▸ SCHRIFTLICHE AUFGABE:
Suche in den Zeilen unten jede Zeile heraus, die die Zeichenfolge „ceiling“ enthält, und schreibe sie ab.

====== GEGEBENE ZEILEN

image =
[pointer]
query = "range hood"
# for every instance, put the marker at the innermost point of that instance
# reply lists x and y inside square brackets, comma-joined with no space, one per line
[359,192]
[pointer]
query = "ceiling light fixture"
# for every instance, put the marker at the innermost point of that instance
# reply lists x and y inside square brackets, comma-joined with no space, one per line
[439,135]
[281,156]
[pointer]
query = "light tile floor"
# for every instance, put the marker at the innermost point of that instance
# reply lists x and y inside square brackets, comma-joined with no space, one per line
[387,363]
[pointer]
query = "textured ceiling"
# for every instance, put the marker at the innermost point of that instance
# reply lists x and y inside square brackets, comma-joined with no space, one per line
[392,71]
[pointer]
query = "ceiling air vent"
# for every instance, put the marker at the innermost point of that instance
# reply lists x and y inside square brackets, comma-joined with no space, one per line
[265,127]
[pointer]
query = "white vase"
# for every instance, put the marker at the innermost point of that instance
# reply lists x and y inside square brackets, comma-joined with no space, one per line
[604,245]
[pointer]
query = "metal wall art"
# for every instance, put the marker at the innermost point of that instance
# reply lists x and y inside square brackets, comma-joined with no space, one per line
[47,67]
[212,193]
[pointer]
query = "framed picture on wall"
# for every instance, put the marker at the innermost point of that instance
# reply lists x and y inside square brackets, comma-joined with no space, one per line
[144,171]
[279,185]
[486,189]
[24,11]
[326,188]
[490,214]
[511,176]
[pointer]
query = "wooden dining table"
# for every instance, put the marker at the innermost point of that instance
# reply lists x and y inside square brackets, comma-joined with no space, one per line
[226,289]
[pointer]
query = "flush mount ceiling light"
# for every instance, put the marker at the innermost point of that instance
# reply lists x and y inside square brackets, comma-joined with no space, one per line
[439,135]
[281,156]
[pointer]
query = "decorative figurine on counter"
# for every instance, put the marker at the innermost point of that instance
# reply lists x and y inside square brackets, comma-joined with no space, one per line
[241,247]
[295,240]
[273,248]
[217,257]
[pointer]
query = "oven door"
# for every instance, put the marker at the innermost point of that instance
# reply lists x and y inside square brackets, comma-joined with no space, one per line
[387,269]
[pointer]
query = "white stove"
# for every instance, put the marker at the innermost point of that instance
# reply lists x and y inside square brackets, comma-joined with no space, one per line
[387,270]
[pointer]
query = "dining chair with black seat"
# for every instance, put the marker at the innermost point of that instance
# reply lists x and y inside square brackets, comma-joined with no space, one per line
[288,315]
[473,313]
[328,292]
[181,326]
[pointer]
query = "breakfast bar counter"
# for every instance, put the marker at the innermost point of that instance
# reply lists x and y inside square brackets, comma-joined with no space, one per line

============

▸ SCHRIFTLICHE ANTWORT:
query = "ceiling light fixture"
query = "textured ceiling"
query = "ceiling air vent"
query = "flush mount ceiling light"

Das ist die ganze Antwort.